_Document extract_:

Once you’ve read Invisible Planets and found that you’re hungry – ravenous – for more Chinese sci-fi stories (which you will be), you need to next turn to Broken Stars for more of the same.
This is another collection of astonishing Chinese sci-fi short stories. Pairing Broken Stars and Invisible Planets together really cements just how expansive and daunting the scope of science fiction is in this new golden age that Chinese authors have ushered in.
Within this collection is an amazing story by rising star (and author of a full-length novel features further below) Chen Qiufan. Chen also has a short sci-fi story in The Book of Shanghai, which is another must-read. He’s destined to be one of the best sci-fi authors of all time.
Translated by Ken Liu
Liu Cixin’s Three-Body Problem is famous the world over for two reasons. The first is that it marked the first time that the Hugo Award was won by a Chinese author.
The second is that it was loved and promoted loudly by President Barack Obama. But beyond all of that, The Three-Body Problem is an epic trilogy of mind-bending science fiction that everyone should read.
Like everything else, this book was translated by award-winning author Ken Liu, and it is set, in part, in an alternate history of the Maoist era Cultural Revolution of the 1960s, and traces some surreal yet familiar Sci-fi beats from there into the present.
But the book goes so dizzyingly far beyond all of this, entering digital realities, crossing dimensions, encountering other species, and visiting new worlds.
It is a true science fiction epic that is heavy on the science. There is so much to marvel at with this incredible trilogy, one that has almost kick-started a new revolution of science fiction from China.
Chen Qiufan is all set to be one of history’s great sci-fi writers. If his stories in The Book of Shanghai and Invisible Planets are anything to go by, he is one of a kind.
But you don’t need to stop with those tantalisingly short tales. In 2019, his first novel in translation was published. Waste Tide is a book for our times; one that takes capitalism and consumer culture to its bitter, disturbing, and destructive end.

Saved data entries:
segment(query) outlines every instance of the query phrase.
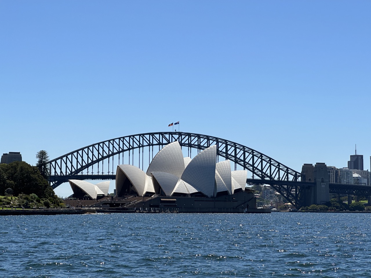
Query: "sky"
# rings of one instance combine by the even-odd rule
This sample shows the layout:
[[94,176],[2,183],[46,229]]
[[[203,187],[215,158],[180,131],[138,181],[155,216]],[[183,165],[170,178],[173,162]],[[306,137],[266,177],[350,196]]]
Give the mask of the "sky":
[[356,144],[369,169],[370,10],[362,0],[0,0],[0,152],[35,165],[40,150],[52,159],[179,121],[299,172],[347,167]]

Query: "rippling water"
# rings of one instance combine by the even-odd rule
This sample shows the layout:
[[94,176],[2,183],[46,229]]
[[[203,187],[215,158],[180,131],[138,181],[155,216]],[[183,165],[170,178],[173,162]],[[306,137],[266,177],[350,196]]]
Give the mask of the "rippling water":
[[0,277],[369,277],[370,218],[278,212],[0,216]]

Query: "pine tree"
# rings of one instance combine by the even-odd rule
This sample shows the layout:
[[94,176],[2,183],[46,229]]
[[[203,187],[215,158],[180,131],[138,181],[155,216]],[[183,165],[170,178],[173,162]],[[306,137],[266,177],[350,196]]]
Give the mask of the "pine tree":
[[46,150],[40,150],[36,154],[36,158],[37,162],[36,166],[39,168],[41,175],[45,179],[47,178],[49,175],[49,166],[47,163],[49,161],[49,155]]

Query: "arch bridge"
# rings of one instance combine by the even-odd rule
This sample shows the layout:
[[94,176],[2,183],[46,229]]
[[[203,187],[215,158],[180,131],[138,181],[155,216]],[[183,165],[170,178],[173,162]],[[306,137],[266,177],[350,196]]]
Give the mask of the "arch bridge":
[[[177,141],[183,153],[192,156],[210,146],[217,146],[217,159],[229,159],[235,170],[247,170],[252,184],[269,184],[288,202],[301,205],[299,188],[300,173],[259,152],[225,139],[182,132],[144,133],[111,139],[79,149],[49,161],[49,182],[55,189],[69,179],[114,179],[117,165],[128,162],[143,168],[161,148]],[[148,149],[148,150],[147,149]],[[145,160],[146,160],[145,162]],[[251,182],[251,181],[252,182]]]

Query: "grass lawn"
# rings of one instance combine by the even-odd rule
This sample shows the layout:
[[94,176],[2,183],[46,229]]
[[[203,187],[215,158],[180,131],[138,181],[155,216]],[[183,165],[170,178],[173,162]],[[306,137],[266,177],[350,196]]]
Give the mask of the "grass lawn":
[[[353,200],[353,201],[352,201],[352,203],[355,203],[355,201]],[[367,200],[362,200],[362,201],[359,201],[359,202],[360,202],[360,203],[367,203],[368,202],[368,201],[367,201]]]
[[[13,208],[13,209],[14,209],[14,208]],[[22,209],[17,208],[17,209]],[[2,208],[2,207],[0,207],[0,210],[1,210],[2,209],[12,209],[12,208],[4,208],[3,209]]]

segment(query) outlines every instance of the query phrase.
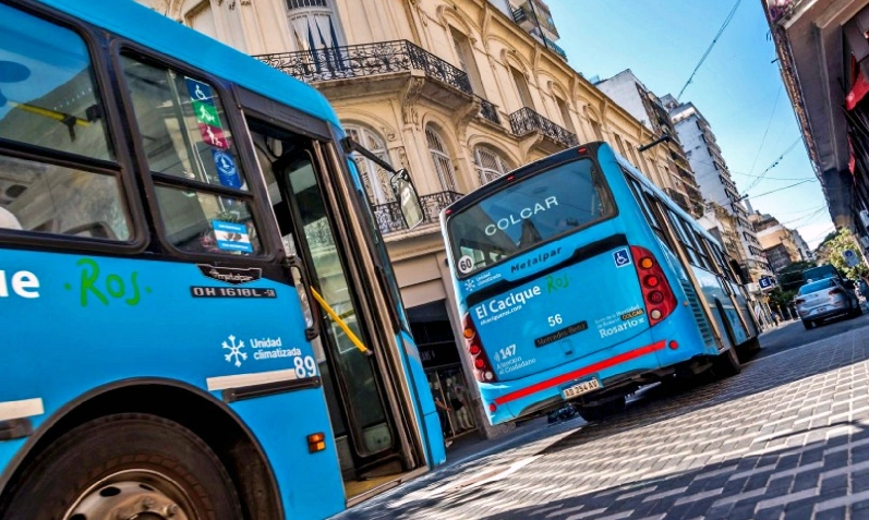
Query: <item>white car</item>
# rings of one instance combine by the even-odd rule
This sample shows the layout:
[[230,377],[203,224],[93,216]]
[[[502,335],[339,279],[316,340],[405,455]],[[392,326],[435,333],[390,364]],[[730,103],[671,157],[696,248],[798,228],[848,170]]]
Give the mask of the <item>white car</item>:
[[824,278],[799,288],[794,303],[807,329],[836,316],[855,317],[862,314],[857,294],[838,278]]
--
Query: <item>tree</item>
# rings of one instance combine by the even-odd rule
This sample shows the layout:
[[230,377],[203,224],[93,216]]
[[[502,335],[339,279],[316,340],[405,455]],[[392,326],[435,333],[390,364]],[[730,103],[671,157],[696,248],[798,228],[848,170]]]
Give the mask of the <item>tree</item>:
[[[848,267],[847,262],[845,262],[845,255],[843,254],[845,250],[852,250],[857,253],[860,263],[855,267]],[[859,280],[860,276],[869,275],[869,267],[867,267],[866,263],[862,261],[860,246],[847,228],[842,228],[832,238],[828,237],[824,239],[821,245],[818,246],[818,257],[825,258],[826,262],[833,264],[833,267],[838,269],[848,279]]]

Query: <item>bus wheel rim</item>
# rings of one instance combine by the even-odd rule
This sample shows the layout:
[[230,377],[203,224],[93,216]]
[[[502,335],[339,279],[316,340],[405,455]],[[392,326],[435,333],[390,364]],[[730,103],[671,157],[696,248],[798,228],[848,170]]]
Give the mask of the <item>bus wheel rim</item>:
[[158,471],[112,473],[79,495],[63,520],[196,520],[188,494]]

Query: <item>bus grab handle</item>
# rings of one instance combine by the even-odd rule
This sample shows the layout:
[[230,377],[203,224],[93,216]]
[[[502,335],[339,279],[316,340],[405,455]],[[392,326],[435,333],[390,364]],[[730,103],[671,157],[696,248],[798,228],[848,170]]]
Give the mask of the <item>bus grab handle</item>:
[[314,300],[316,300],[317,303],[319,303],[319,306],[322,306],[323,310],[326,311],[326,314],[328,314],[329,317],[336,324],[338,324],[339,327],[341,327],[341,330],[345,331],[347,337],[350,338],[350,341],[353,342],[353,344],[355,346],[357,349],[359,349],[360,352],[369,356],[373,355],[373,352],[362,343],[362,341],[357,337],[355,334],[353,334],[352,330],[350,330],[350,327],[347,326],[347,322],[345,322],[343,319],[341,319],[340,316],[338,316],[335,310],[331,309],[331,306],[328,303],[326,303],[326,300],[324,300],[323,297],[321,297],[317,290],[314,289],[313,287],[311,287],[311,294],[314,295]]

_Exercise goal_:
In the Chinese sci-fi reading list, can you rename "tales" to "stories" and give the stretch from "But you don’t" through "and destructive end." again with that change?

_Result of the exercise_:
But you don’t need to stop with those tantalisingly short stories. In 2019, his first novel in translation was published. Waste Tide is a book for our times; one that takes capitalism and consumer culture to its bitter, disturbing, and destructive end.